> _PROBLEM DETAILS_
Could you print every record below exactly as it appears?
########################################
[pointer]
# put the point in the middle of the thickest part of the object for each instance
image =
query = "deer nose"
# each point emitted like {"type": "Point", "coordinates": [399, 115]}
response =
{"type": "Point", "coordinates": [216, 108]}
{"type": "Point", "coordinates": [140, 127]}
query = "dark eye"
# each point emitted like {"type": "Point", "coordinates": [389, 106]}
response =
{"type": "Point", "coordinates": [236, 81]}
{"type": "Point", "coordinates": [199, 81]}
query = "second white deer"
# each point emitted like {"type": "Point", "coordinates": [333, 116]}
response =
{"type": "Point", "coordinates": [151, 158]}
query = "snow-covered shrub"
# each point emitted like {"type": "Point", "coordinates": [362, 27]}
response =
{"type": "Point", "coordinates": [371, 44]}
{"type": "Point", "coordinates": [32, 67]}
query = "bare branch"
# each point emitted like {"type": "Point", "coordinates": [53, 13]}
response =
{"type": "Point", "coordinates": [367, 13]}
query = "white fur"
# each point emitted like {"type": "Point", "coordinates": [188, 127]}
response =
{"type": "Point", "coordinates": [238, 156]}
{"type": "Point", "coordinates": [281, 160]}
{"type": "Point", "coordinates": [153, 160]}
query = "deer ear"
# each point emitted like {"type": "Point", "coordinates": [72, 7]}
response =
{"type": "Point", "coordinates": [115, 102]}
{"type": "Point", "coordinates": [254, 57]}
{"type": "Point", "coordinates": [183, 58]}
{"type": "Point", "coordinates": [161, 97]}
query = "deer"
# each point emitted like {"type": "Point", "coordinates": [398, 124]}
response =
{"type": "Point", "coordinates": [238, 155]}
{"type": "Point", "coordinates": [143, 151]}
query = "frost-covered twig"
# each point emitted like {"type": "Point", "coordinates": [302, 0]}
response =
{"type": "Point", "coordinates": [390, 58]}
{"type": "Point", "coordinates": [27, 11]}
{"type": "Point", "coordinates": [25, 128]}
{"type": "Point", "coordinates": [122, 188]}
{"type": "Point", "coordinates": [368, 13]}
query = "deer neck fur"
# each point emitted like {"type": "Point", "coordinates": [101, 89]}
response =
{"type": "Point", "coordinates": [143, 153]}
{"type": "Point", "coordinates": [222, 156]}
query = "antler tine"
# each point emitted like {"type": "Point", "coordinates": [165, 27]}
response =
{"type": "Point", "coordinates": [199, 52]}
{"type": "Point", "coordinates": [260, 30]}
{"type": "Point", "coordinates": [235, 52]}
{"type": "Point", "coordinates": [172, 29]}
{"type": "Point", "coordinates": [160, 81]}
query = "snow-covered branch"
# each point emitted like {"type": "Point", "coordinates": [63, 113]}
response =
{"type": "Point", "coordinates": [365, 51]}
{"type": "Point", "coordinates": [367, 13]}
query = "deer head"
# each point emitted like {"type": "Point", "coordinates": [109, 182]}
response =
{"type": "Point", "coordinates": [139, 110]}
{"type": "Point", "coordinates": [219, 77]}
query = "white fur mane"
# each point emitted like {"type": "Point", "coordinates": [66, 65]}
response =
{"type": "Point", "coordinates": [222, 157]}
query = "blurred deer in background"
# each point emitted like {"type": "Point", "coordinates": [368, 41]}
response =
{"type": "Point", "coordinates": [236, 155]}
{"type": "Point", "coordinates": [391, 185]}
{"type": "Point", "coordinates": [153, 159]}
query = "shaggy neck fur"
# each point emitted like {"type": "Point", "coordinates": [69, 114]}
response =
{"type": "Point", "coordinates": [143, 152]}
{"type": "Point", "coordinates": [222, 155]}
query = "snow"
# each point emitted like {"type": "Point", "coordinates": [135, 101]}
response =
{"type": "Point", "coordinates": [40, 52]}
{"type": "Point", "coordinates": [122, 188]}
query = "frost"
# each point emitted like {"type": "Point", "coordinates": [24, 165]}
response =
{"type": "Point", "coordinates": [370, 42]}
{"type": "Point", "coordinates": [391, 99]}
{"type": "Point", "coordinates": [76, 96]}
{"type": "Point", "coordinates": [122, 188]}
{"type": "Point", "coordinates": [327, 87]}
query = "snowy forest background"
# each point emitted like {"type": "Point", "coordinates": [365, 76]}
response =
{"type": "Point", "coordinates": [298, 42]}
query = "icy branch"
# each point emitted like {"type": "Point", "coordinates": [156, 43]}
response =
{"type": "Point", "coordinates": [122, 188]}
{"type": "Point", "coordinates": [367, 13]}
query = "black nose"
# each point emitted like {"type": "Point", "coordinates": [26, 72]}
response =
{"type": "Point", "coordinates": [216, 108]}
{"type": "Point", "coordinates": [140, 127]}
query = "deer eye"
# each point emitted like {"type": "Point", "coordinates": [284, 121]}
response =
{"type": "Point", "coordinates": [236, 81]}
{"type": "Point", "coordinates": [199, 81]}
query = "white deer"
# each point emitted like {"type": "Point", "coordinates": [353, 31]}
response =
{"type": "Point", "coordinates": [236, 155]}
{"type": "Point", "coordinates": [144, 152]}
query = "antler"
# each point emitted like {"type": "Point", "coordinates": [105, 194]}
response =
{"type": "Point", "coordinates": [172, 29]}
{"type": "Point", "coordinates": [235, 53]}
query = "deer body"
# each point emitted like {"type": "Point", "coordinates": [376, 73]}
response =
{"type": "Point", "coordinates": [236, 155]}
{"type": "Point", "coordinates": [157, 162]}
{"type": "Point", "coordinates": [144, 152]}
########################################
> _WORKED ANSWER_
[pointer]
# put the point in the middle of the thickest part of the object for each instance
image =
query = "deer nose"
# each point emitted like {"type": "Point", "coordinates": [399, 115]}
response =
{"type": "Point", "coordinates": [216, 108]}
{"type": "Point", "coordinates": [140, 127]}
query = "dark eye"
# each point emitted like {"type": "Point", "coordinates": [389, 106]}
response =
{"type": "Point", "coordinates": [236, 81]}
{"type": "Point", "coordinates": [199, 81]}
query = "second white deer"
# each point emitted like {"type": "Point", "coordinates": [333, 116]}
response =
{"type": "Point", "coordinates": [151, 158]}
query = "snow-covered shrub"
# each point emitted like {"type": "Point", "coordinates": [362, 27]}
response =
{"type": "Point", "coordinates": [371, 44]}
{"type": "Point", "coordinates": [32, 67]}
query = "bare branch"
# each point emitted like {"type": "Point", "coordinates": [53, 13]}
response =
{"type": "Point", "coordinates": [367, 13]}
query = "white fur"
# each point emitted like {"type": "Point", "coordinates": [188, 127]}
response =
{"type": "Point", "coordinates": [238, 156]}
{"type": "Point", "coordinates": [281, 160]}
{"type": "Point", "coordinates": [153, 160]}
query = "deer ear"
# each point emitted like {"type": "Point", "coordinates": [72, 7]}
response =
{"type": "Point", "coordinates": [115, 102]}
{"type": "Point", "coordinates": [254, 57]}
{"type": "Point", "coordinates": [183, 58]}
{"type": "Point", "coordinates": [161, 97]}
query = "deer"
# each point emitted like {"type": "Point", "coordinates": [398, 124]}
response =
{"type": "Point", "coordinates": [238, 155]}
{"type": "Point", "coordinates": [143, 151]}
query = "frost-covered twig"
# each point emitted like {"type": "Point", "coordinates": [302, 0]}
response =
{"type": "Point", "coordinates": [390, 58]}
{"type": "Point", "coordinates": [27, 11]}
{"type": "Point", "coordinates": [25, 128]}
{"type": "Point", "coordinates": [122, 188]}
{"type": "Point", "coordinates": [368, 13]}
query = "deer neck fur"
# each point emitted like {"type": "Point", "coordinates": [101, 89]}
response =
{"type": "Point", "coordinates": [143, 153]}
{"type": "Point", "coordinates": [222, 156]}
query = "antler tine"
# each point emitted like {"type": "Point", "coordinates": [165, 27]}
response =
{"type": "Point", "coordinates": [199, 52]}
{"type": "Point", "coordinates": [260, 30]}
{"type": "Point", "coordinates": [235, 52]}
{"type": "Point", "coordinates": [172, 29]}
{"type": "Point", "coordinates": [160, 81]}
query = "snow-covered branch"
# each point emitted like {"type": "Point", "coordinates": [63, 113]}
response =
{"type": "Point", "coordinates": [365, 51]}
{"type": "Point", "coordinates": [367, 13]}
query = "deer head"
# each point emitted like {"type": "Point", "coordinates": [109, 182]}
response =
{"type": "Point", "coordinates": [139, 110]}
{"type": "Point", "coordinates": [219, 77]}
query = "white fur mane"
# each point emitted like {"type": "Point", "coordinates": [66, 65]}
response =
{"type": "Point", "coordinates": [222, 157]}
query = "blurred deer in background"
# each point emitted like {"type": "Point", "coordinates": [368, 41]}
response =
{"type": "Point", "coordinates": [236, 155]}
{"type": "Point", "coordinates": [391, 185]}
{"type": "Point", "coordinates": [153, 159]}
query = "shaggy neck fur"
# each point emitted like {"type": "Point", "coordinates": [69, 114]}
response =
{"type": "Point", "coordinates": [143, 152]}
{"type": "Point", "coordinates": [222, 155]}
query = "snow"
# each point emitted like {"type": "Point", "coordinates": [135, 101]}
response =
{"type": "Point", "coordinates": [40, 52]}
{"type": "Point", "coordinates": [122, 188]}
query = "frost"
# each point emitted like {"type": "Point", "coordinates": [24, 165]}
response =
{"type": "Point", "coordinates": [370, 42]}
{"type": "Point", "coordinates": [391, 99]}
{"type": "Point", "coordinates": [76, 96]}
{"type": "Point", "coordinates": [122, 188]}
{"type": "Point", "coordinates": [327, 87]}
query = "snowy forest background"
# each point emitted like {"type": "Point", "coordinates": [365, 76]}
response =
{"type": "Point", "coordinates": [298, 42]}
query = "icy branch"
# each point emitted like {"type": "Point", "coordinates": [156, 43]}
response =
{"type": "Point", "coordinates": [122, 188]}
{"type": "Point", "coordinates": [367, 13]}
query = "black nose"
# each point emitted like {"type": "Point", "coordinates": [26, 72]}
response =
{"type": "Point", "coordinates": [216, 108]}
{"type": "Point", "coordinates": [140, 127]}
query = "deer eye"
# each point emitted like {"type": "Point", "coordinates": [284, 121]}
response =
{"type": "Point", "coordinates": [236, 81]}
{"type": "Point", "coordinates": [199, 81]}
query = "white deer"
# each point emitted like {"type": "Point", "coordinates": [353, 31]}
response =
{"type": "Point", "coordinates": [236, 155]}
{"type": "Point", "coordinates": [144, 152]}
query = "antler"
# each point emitted like {"type": "Point", "coordinates": [105, 194]}
response =
{"type": "Point", "coordinates": [172, 29]}
{"type": "Point", "coordinates": [235, 53]}
query = "deer body"
# each point emitted like {"type": "Point", "coordinates": [376, 73]}
response =
{"type": "Point", "coordinates": [236, 155]}
{"type": "Point", "coordinates": [157, 162]}
{"type": "Point", "coordinates": [144, 152]}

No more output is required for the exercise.